Copy every line of the data below without changing anything.

====================

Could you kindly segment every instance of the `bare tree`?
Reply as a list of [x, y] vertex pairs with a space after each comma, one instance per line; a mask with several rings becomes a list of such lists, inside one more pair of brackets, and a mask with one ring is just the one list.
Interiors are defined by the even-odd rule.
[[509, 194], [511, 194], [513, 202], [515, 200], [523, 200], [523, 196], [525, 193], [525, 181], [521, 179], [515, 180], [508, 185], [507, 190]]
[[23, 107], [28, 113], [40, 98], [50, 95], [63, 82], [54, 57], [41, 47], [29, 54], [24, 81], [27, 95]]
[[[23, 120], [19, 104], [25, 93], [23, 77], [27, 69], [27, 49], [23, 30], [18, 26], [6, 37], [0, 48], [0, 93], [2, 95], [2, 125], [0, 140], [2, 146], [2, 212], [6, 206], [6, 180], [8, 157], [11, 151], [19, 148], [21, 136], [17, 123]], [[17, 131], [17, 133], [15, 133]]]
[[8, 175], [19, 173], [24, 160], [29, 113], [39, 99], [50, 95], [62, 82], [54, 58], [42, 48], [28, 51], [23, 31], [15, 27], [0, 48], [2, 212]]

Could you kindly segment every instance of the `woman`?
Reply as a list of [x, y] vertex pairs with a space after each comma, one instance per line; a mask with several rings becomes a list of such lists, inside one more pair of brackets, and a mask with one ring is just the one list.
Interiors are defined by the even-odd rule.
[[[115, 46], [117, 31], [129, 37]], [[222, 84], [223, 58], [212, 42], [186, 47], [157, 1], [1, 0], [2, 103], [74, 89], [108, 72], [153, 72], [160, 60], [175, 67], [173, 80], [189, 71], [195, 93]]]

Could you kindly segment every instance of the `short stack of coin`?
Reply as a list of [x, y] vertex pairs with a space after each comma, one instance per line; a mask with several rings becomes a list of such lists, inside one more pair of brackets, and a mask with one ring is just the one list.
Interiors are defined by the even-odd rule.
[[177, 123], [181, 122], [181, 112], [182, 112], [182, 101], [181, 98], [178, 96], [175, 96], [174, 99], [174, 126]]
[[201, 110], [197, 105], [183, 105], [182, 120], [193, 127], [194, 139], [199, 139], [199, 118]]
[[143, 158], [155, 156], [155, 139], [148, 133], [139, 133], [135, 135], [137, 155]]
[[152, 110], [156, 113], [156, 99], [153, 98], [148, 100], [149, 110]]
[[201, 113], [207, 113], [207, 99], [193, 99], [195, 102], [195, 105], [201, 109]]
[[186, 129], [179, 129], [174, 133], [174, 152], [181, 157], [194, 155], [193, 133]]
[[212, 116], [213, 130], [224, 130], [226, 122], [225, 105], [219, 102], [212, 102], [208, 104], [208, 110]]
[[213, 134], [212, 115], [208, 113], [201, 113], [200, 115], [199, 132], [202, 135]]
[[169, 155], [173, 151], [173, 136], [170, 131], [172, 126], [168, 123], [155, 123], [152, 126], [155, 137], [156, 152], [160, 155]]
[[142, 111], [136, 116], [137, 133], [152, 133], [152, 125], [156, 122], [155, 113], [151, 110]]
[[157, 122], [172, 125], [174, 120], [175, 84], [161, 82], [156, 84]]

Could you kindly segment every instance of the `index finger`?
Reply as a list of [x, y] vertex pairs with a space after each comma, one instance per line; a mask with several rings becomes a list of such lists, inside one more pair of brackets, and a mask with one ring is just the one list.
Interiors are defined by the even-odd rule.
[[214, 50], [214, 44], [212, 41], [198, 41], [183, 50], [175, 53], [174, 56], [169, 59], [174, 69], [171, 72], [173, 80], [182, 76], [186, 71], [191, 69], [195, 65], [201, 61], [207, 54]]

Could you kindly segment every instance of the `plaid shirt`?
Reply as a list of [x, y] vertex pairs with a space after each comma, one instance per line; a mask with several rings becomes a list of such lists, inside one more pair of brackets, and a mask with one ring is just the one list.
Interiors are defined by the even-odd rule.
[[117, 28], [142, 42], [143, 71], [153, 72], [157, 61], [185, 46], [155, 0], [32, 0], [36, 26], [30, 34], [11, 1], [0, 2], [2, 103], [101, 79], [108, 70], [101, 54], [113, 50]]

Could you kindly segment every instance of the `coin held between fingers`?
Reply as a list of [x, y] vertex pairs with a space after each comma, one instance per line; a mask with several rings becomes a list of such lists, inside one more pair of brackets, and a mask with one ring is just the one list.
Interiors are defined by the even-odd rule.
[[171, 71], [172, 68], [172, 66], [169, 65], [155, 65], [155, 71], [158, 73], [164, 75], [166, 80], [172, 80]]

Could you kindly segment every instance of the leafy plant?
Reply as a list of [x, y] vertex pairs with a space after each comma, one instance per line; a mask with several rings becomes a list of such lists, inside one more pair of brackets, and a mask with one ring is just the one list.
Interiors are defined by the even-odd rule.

====================

=== Exercise response ===
Could you kindly segment every instance of the `bare tree`?
Reply as a list of [x, y] vertex pairs with a space after each comma, one instance per line; a mask with several rings becomes a list of such lists, inside one more pair of brackets, and a mask with one ring is just the one list.
Interiors are defined by the even-odd rule.
[[509, 194], [511, 194], [513, 202], [515, 200], [523, 200], [523, 196], [525, 193], [525, 181], [521, 179], [515, 180], [508, 185], [507, 190]]
[[23, 107], [28, 113], [40, 98], [50, 95], [63, 82], [54, 57], [41, 47], [29, 54], [24, 81], [27, 95]]
[[[23, 120], [19, 104], [25, 93], [23, 77], [27, 69], [27, 49], [23, 30], [18, 26], [6, 37], [0, 48], [0, 93], [2, 95], [2, 125], [0, 140], [2, 146], [2, 212], [6, 206], [6, 180], [8, 157], [11, 151], [19, 148], [21, 136], [17, 123]], [[17, 131], [17, 133], [15, 133]]]
[[8, 175], [19, 173], [24, 160], [29, 113], [39, 99], [50, 95], [62, 82], [54, 58], [42, 48], [28, 51], [23, 31], [15, 27], [0, 48], [2, 212]]

Could you kindly segment every instance of the `woman`?
Reply as a list of [x, y] vertex pairs with a space after each comma, one instance per line; a mask with several rings becomes a list of such lists, inside one more pair of brackets, and a mask with one ring is just the one list.
Interiors are defined by the even-odd rule.
[[[115, 46], [117, 31], [129, 37]], [[222, 84], [223, 58], [212, 42], [186, 47], [157, 1], [1, 0], [2, 103], [74, 89], [108, 72], [153, 72], [160, 60], [175, 67], [173, 80], [189, 71], [195, 93]]]

Could you kindly segment every instance of the `short stack of coin`?
Reply as a list of [x, y] vertex pairs with a space after each comma, one instance per line; a mask with several rings becomes a list of such lists, inside one more pair of brackets, and a mask with one ring is just the one list.
Interiors are defined by the even-odd rule.
[[177, 123], [181, 122], [181, 112], [182, 112], [182, 101], [181, 98], [178, 96], [175, 96], [174, 99], [174, 126]]
[[201, 110], [197, 105], [183, 105], [182, 120], [193, 127], [194, 139], [199, 139], [199, 118]]
[[143, 158], [155, 156], [155, 139], [148, 133], [139, 133], [135, 135], [137, 155]]
[[152, 110], [156, 113], [156, 99], [153, 98], [148, 100], [149, 110]]
[[201, 113], [207, 113], [207, 99], [193, 99], [195, 102], [195, 105], [201, 109]]
[[186, 129], [179, 129], [174, 133], [174, 152], [181, 157], [194, 155], [193, 133]]
[[212, 116], [213, 130], [224, 130], [226, 122], [225, 105], [219, 102], [212, 102], [208, 104], [208, 110]]
[[213, 134], [212, 115], [208, 113], [201, 113], [200, 115], [199, 132], [202, 135]]
[[169, 155], [173, 151], [173, 136], [170, 131], [172, 126], [168, 123], [155, 123], [152, 126], [155, 137], [156, 152], [160, 155]]
[[142, 111], [136, 116], [137, 133], [152, 133], [152, 125], [156, 122], [155, 113], [151, 110]]
[[157, 122], [172, 125], [174, 120], [175, 84], [161, 82], [156, 84]]

Could you kindly segment every instance of the `index finger`?
Reply as a list of [x, y] vertex pairs with a space after each comma, one instance per line; a mask with several rings becomes a list of such lists, inside one more pair of brackets, and a mask with one ring is just the one list.
Interiors are defined by the even-odd rule.
[[214, 50], [214, 44], [212, 41], [198, 41], [183, 50], [175, 53], [174, 56], [169, 59], [174, 69], [171, 72], [173, 80], [182, 76], [186, 71], [191, 69], [195, 65], [201, 61], [207, 54]]

Could you kindly segment every instance of the `plaid shirt`?
Reply as a list of [x, y] vertex pairs with a space after each comma, one instance per line; a mask with several rings becomes a list of such lists, inside one more pair of brackets, and a mask with one ring is just the one list.
Interiors are defined by the even-odd rule.
[[117, 28], [142, 42], [143, 71], [153, 72], [157, 61], [185, 46], [155, 0], [32, 0], [36, 26], [30, 34], [11, 1], [0, 2], [2, 103], [101, 79], [108, 70], [101, 54], [113, 50]]

Could you kindly segment every instance of the `coin held between fingers`?
Reply as a list of [x, y] vertex pairs with a space after each comma, one instance per line; a mask with several rings becomes a list of such lists, inside one more pair of brackets, and a mask with one ring is just the one list.
Interiors are defined by the even-odd rule.
[[171, 71], [172, 68], [172, 66], [169, 65], [155, 65], [155, 71], [158, 73], [164, 75], [166, 80], [172, 80]]

Could you kindly segment every instance of the leafy plant?
Reply as a list of [x, y] vertex pairs with a space after each comma, one instance per line; a mask with several rings becomes a list of such lists, inside one more pair of brackets, and a mask with one ring is just the one list.
Interiors are defined by the even-odd rule.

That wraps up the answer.